:: PROBLEM TO SOLVE ::
Set down every record below exactly as it stands.

Top of THE DATA

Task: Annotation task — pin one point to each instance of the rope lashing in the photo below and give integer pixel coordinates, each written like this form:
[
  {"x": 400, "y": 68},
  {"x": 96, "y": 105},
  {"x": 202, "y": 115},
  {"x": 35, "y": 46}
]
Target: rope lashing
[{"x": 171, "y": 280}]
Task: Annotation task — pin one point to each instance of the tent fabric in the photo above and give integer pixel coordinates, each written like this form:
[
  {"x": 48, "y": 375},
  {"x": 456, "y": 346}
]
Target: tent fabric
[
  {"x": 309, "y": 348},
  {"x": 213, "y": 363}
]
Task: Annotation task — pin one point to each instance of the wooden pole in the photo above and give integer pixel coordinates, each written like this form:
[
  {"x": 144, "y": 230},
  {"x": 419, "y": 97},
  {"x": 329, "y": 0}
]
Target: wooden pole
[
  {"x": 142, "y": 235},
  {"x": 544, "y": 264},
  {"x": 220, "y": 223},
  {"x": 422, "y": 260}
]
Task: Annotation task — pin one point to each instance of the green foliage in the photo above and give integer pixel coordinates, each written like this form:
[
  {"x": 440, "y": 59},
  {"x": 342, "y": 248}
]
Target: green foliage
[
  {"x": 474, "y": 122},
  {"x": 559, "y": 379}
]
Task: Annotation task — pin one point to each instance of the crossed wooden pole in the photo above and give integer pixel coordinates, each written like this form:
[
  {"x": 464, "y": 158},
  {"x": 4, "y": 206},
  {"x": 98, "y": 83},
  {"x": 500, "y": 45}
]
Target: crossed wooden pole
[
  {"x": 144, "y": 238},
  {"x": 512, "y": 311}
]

Bottom of THE DATA

:: EXPECTED ANSWER ::
Task: Annotation task — pin one point to each instance of the rope lashing in the photo below and give integer pixel coordinates, each written like this form:
[
  {"x": 400, "y": 68},
  {"x": 96, "y": 105},
  {"x": 202, "y": 115},
  {"x": 35, "y": 46}
]
Target: rope lashing
[{"x": 171, "y": 280}]
Task: Annotation task — pin one point to each instance of the tent fabric in the photo above and give integer pixel coordinates, each written like this form:
[
  {"x": 48, "y": 375},
  {"x": 456, "y": 346}
]
Target: tent fabric
[
  {"x": 309, "y": 348},
  {"x": 213, "y": 363}
]
Task: Annotation task — pin one point to each instance of the wooden pole in the photo above and give integer pixel coordinates, each written like this form:
[
  {"x": 144, "y": 230},
  {"x": 419, "y": 97},
  {"x": 329, "y": 0}
]
Target: wooden pole
[
  {"x": 142, "y": 235},
  {"x": 544, "y": 264},
  {"x": 220, "y": 223},
  {"x": 422, "y": 260}
]
Task: Annotation task — pin one point to each instance of the green foliage in the photo above and give integer pixel coordinates, each written like this form:
[
  {"x": 440, "y": 59},
  {"x": 342, "y": 248}
]
Target: green foliage
[
  {"x": 474, "y": 122},
  {"x": 559, "y": 379}
]
Task: Annotation task — pin one point to each instance of the crossed wooden pole in the photo above and give integer pixel coordinates, each written like this form:
[
  {"x": 464, "y": 158},
  {"x": 4, "y": 206},
  {"x": 98, "y": 83},
  {"x": 500, "y": 45}
]
Target: crossed wooden pole
[
  {"x": 144, "y": 238},
  {"x": 512, "y": 311}
]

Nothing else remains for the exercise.